Task statement –
Copy the passage on the Baťa company school word for word, from "The schedule included" to "in their homeland.".

Passage given –
**********

In connection with the commissioning of the new administrative building No. 21 in 1939, the existing building No. 2 (similar to the neighbouring building No. 3) was converted into a school building. With suitably chosen partitions, the individual levels were divided into dozens of classrooms, laboratories, drawing rooms, cabinets, dressing rooms, staff room, and head office. The floors were covered with rubber carpets in all classrooms to reduce noise and dust. The classrooms were equipped with modern furniture, all the necessary technical aids, tools and equipment. For some time the building hosted the Young Men Polytechnic School.
The boys would sit on school benches on weekdays in the evening, usually from 6:30 pm to 8:00 pm, and on Saturday mornings. The school cut at least 12 hours from the weekly working schedule, at most 22 hours in upper grades. However, the course of the training was disrupted by the production plans in the factory. Despite criticism from the leadership, the masters repeatedly detained apprentices in the workshops until the daily standard was reached.
The organised education of the boys was designed to educate future qualified employees for the Baťa Group. The task of the school was to acquaint them with the technological process of production, give them the opportunity to acquire the required habits, equip them with the tools for immediate orientation in industrial culture and teach them the sensitivity for its everyday needs. Since the graduate's future was to be linked to the company, education should train him / her for a qualified job with a view to the position of manager.
The schedule included mathematics, geometry, machine science, modelling, and shoemaking. That is, subjects closely related to footwear production and marketing. Already at the beginning of the thirties, some 20 classes were operating within the shoemaking school, some of which were supplemented by teaching in a foreign language (German, English, French, etc.). Juvenile foreigners (British, French, Indians, Yugoslavs, Germans, Dutch, Poles, Swiss, etc.) were also given space at the boarding schools in Zlín. Here they became acquainted with the Baťa industrial culture and the Czech language, and after this they were expected to become qualified employees of foreign branches in their homeland.
With the expansion of the concern beyond shoe production, interest in education in other fields grew. Gradually, chemical, mechanical, textile, mining and other special schools were established. With their inception, the structure of education changed into that of a polytechnic high school. Instead of three-year courses the study was extended to four years, with III and IV year the so-called master’s school. Completion of the four-year study was supposed to be comparable with that of the lower secondary school; after the end of the 1930s, two more years (V and VI) were added, which the graduates could complete with A-levels.

**********

Provided data –
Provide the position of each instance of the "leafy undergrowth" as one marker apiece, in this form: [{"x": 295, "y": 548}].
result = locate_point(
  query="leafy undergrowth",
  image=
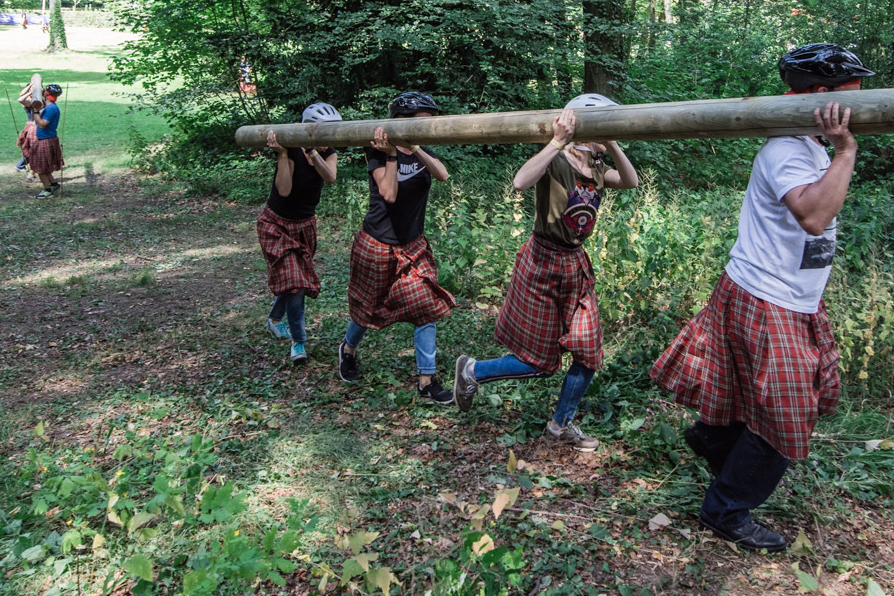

**********

Response below –
The schedule included mathematics, geometry, machine science, modelling, and shoemaking. That is, subjects closely related to footwear production and marketing. Already at the beginning of the thirties, some 20 classes were operating within the shoemaking school, some of which were supplemented by teaching in a foreign language (German, English, French, etc.). Juvenile foreigners (British, French, Indians, Yugoslavs, Germans, Dutch, Poles, Swiss, etc.) were also given space at the boarding schools in Zlín. Here they became acquainted with the Baťa industrial culture and the Czech language, and after this they were expected to become qualified employees of foreign branches in their homeland.